- _SHORT PROBLEM_
Count the lines in the entries below that contain the string "crystal". Reply with the number alone.

Entries for pointing and labeling:
*-*-*

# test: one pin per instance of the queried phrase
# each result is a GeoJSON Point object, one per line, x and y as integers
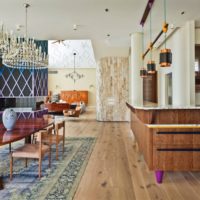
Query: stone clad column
{"type": "Point", "coordinates": [183, 78]}
{"type": "Point", "coordinates": [136, 94]}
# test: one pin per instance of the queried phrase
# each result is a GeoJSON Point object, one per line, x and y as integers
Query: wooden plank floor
{"type": "Point", "coordinates": [116, 170]}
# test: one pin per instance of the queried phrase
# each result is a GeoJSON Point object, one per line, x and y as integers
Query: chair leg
{"type": "Point", "coordinates": [63, 146]}
{"type": "Point", "coordinates": [10, 147]}
{"type": "Point", "coordinates": [11, 166]}
{"type": "Point", "coordinates": [26, 162]}
{"type": "Point", "coordinates": [39, 167]}
{"type": "Point", "coordinates": [56, 151]}
{"type": "Point", "coordinates": [50, 156]}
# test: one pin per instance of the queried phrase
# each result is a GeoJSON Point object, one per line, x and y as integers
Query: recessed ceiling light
{"type": "Point", "coordinates": [183, 12]}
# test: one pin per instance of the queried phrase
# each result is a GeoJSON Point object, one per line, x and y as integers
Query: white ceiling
{"type": "Point", "coordinates": [54, 19]}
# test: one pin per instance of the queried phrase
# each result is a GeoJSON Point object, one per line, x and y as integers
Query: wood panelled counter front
{"type": "Point", "coordinates": [169, 139]}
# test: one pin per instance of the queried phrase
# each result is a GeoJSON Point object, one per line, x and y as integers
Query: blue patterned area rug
{"type": "Point", "coordinates": [57, 183]}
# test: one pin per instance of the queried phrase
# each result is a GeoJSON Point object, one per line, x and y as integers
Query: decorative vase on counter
{"type": "Point", "coordinates": [9, 118]}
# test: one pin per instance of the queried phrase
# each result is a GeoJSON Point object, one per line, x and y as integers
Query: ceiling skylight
{"type": "Point", "coordinates": [61, 54]}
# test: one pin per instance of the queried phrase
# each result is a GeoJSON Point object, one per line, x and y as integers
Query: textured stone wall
{"type": "Point", "coordinates": [112, 89]}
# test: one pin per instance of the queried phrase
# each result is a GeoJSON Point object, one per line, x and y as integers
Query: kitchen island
{"type": "Point", "coordinates": [168, 137]}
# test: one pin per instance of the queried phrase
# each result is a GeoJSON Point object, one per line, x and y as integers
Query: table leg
{"type": "Point", "coordinates": [1, 183]}
{"type": "Point", "coordinates": [159, 176]}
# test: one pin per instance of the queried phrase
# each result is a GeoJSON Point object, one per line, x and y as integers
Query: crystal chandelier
{"type": "Point", "coordinates": [4, 40]}
{"type": "Point", "coordinates": [23, 52]}
{"type": "Point", "coordinates": [74, 75]}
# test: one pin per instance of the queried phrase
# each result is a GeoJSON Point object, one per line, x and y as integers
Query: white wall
{"type": "Point", "coordinates": [58, 82]}
{"type": "Point", "coordinates": [183, 61]}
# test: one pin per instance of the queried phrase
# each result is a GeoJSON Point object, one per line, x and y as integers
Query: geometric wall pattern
{"type": "Point", "coordinates": [23, 82]}
{"type": "Point", "coordinates": [28, 115]}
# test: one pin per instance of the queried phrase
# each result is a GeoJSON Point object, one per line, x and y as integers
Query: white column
{"type": "Point", "coordinates": [136, 63]}
{"type": "Point", "coordinates": [183, 67]}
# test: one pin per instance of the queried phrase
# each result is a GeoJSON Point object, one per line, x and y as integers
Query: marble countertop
{"type": "Point", "coordinates": [159, 107]}
{"type": "Point", "coordinates": [173, 125]}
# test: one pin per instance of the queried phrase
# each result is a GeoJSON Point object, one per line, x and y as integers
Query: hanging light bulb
{"type": "Point", "coordinates": [165, 54]}
{"type": "Point", "coordinates": [151, 66]}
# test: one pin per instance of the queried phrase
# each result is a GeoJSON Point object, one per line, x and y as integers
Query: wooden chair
{"type": "Point", "coordinates": [32, 151]}
{"type": "Point", "coordinates": [56, 138]}
{"type": "Point", "coordinates": [45, 117]}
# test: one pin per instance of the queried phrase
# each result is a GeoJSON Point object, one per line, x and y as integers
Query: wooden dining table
{"type": "Point", "coordinates": [23, 129]}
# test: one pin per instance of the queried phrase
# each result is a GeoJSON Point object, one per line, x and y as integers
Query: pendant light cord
{"type": "Point", "coordinates": [74, 61]}
{"type": "Point", "coordinates": [165, 19]}
{"type": "Point", "coordinates": [142, 45]}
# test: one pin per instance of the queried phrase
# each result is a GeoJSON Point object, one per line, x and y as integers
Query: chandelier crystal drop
{"type": "Point", "coordinates": [74, 75]}
{"type": "Point", "coordinates": [23, 52]}
{"type": "Point", "coordinates": [4, 39]}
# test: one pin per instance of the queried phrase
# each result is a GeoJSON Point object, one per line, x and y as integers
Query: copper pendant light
{"type": "Point", "coordinates": [151, 66]}
{"type": "Point", "coordinates": [143, 73]}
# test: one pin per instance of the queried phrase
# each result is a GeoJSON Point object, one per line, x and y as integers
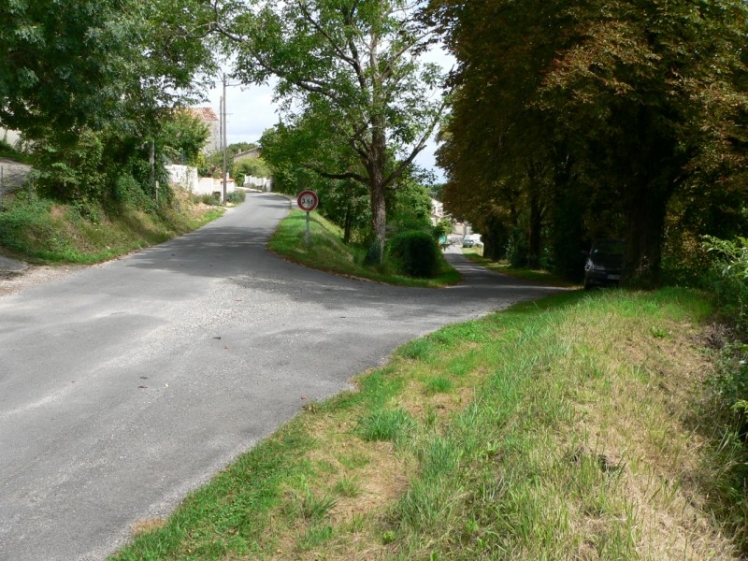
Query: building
{"type": "Point", "coordinates": [209, 118]}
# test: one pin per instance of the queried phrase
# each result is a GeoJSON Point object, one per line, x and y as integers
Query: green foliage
{"type": "Point", "coordinates": [353, 71]}
{"type": "Point", "coordinates": [577, 120]}
{"type": "Point", "coordinates": [236, 197]}
{"type": "Point", "coordinates": [385, 425]}
{"type": "Point", "coordinates": [182, 137]}
{"type": "Point", "coordinates": [517, 251]}
{"type": "Point", "coordinates": [73, 64]}
{"type": "Point", "coordinates": [71, 171]}
{"type": "Point", "coordinates": [255, 167]}
{"type": "Point", "coordinates": [417, 252]}
{"type": "Point", "coordinates": [730, 279]}
{"type": "Point", "coordinates": [26, 225]}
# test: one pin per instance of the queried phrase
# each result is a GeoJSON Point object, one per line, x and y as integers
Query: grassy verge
{"type": "Point", "coordinates": [537, 275]}
{"type": "Point", "coordinates": [42, 231]}
{"type": "Point", "coordinates": [327, 252]}
{"type": "Point", "coordinates": [570, 428]}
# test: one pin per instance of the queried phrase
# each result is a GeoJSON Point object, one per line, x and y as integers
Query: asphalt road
{"type": "Point", "coordinates": [126, 385]}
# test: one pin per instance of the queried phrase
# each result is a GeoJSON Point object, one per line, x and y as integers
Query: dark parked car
{"type": "Point", "coordinates": [604, 262]}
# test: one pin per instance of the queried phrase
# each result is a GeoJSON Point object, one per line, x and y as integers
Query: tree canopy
{"type": "Point", "coordinates": [577, 119]}
{"type": "Point", "coordinates": [69, 64]}
{"type": "Point", "coordinates": [354, 65]}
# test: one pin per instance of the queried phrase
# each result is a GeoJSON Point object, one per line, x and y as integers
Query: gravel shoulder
{"type": "Point", "coordinates": [13, 281]}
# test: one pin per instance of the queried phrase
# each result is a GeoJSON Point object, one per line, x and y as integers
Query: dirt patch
{"type": "Point", "coordinates": [12, 282]}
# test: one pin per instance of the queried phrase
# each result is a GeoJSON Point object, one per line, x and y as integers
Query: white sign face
{"type": "Point", "coordinates": [308, 200]}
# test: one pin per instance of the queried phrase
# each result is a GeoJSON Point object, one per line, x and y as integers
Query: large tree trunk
{"type": "Point", "coordinates": [495, 237]}
{"type": "Point", "coordinates": [644, 235]}
{"type": "Point", "coordinates": [536, 224]}
{"type": "Point", "coordinates": [377, 168]}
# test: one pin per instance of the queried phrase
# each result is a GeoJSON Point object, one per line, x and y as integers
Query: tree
{"type": "Point", "coordinates": [356, 62]}
{"type": "Point", "coordinates": [74, 64]}
{"type": "Point", "coordinates": [624, 105]}
{"type": "Point", "coordinates": [94, 84]}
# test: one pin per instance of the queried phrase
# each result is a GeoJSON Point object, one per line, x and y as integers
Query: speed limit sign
{"type": "Point", "coordinates": [308, 201]}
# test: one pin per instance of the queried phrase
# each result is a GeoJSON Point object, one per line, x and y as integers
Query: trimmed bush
{"type": "Point", "coordinates": [416, 252]}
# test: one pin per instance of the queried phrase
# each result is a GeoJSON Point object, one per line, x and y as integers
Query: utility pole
{"type": "Point", "coordinates": [223, 140]}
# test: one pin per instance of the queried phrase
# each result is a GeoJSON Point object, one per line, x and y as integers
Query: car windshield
{"type": "Point", "coordinates": [608, 247]}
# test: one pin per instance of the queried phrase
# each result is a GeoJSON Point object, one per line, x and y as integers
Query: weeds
{"type": "Point", "coordinates": [555, 431]}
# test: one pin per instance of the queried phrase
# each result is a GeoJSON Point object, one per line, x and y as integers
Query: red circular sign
{"type": "Point", "coordinates": [308, 201]}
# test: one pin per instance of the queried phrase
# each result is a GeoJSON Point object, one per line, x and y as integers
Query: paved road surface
{"type": "Point", "coordinates": [126, 385]}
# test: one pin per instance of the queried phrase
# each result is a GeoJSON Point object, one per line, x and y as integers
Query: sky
{"type": "Point", "coordinates": [250, 111]}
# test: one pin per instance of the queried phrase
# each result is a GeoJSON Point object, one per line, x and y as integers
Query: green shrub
{"type": "Point", "coordinates": [214, 199]}
{"type": "Point", "coordinates": [236, 197]}
{"type": "Point", "coordinates": [729, 279]}
{"type": "Point", "coordinates": [416, 253]}
{"type": "Point", "coordinates": [26, 225]}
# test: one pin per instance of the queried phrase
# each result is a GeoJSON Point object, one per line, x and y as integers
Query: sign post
{"type": "Point", "coordinates": [307, 201]}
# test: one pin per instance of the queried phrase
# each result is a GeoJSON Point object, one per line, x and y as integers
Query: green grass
{"type": "Point", "coordinates": [569, 428]}
{"type": "Point", "coordinates": [536, 275]}
{"type": "Point", "coordinates": [43, 231]}
{"type": "Point", "coordinates": [327, 252]}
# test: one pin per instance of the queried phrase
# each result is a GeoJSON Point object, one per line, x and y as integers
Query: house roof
{"type": "Point", "coordinates": [204, 113]}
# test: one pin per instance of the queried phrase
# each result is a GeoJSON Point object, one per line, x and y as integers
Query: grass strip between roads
{"type": "Point", "coordinates": [327, 252]}
{"type": "Point", "coordinates": [567, 428]}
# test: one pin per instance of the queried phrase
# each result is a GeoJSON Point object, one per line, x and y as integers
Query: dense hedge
{"type": "Point", "coordinates": [416, 252]}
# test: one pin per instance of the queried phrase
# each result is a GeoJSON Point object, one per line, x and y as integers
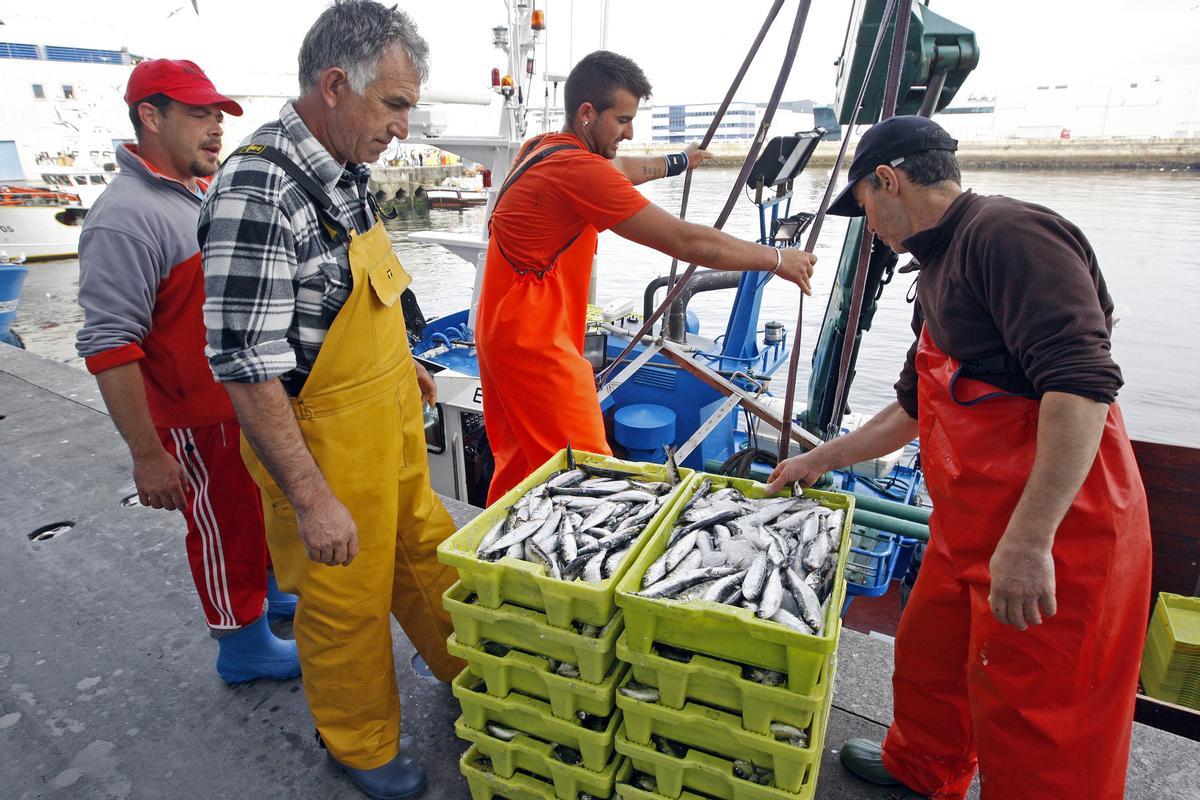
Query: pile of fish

*-*-*

- _FINISHED ANSWER_
2